Source text »
------------------------------------------------
The relative abundance of the adaptive strategies in the initial assemblages was not a good predictor of the trajectory of the assemblage in response to stress or multiple disturbances. Indeed, seven of the eight sites were equally degraded in the 15 years of the study despite large differences in initial assemblage structure. In particular, the Acropora dominated assemblages at southeast Pelorus were the least affected by bleaching (Fig. 3), at least with respect to changes in abundance. This is despite very high levels of mortality in tagged colonies of Acropora at southeast Pelorus (Baird and Marshall 2002). This again suggests that there are important differences in the response to bleaching among species within genera and categorising higher taxonomic groups to specific adaptive strategies is inappropriate.
------------------------------------------------
Data shown »
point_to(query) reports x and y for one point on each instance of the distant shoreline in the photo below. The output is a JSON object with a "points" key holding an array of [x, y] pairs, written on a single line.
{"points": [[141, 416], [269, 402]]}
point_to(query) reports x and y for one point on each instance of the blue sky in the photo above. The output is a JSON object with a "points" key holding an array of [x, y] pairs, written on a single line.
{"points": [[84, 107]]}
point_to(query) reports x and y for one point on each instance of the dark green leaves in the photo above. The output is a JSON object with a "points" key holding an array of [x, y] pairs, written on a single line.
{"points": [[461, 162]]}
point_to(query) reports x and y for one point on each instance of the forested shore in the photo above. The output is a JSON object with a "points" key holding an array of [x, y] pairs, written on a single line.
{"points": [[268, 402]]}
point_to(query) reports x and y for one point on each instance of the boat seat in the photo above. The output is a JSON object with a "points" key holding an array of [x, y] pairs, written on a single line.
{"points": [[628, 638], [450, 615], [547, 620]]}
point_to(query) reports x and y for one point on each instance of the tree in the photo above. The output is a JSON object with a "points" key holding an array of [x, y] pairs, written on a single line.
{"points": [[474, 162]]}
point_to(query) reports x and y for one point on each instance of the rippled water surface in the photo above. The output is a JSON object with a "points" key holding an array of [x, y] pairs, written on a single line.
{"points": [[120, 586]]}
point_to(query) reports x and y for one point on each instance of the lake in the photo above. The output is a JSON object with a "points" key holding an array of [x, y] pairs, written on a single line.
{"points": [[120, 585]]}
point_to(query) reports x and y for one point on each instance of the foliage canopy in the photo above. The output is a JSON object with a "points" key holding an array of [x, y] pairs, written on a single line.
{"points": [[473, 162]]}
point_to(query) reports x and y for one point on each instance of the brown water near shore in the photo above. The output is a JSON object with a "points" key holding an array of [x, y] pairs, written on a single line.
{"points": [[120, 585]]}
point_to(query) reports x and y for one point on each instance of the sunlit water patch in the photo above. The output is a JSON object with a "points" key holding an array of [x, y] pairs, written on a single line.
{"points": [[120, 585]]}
------------------------------------------------
Exercises »
(a) Reproduce the part of the coral bleaching text between "The relative abundance" and "strategies is inappropriate.", inclusive.
(b) Using the coral bleaching text, decide whether each statement agrees with it, answering yes or no and quoting the deciding words: (i) Seven of the eight sites were equally degraded over the 15 years of the study. (ii) The Acropora dominated assemblages at southeast Pelorus were the most affected by bleaching. (iii) The relative abundance of adaptive strategies in the initial assemblages was a good predictor of how the assemblage responded to stress.

Answers provided »
(a)
The relative abundance of the adaptive strategies in the initial assemblages was not a good predictor of the trajectory of the assemblage in response to stress or multiple disturbances. Indeed, seven of the eight sites were equally degraded in the 15 years of the study despite large differences in initial assemblage structure. In particular, the Acropora dominated assemblages at southeast Pelorus were the least affected by bleaching (Fig. 3), at least with respect to changes in abundance. This is despite very high levels of mortality in tagged colonies of Acropora at southeast Pelorus (Baird and Marshall 2002). This again suggests that there are important differences in the response to bleaching among species within genera and categorising higher taxonomic groups to specific adaptive strategies is inappropriate.

(b)
(i) Yes: "seven of the eight sites were equally degraded in the 15 years of the study"
(ii) No: "the Acropora dominated assemblages at southeast Pelorus were the least affected by bleaching"
(iii) No: "was not a good predictor of the trajectory of the assemblage in response to stress or multiple disturbances"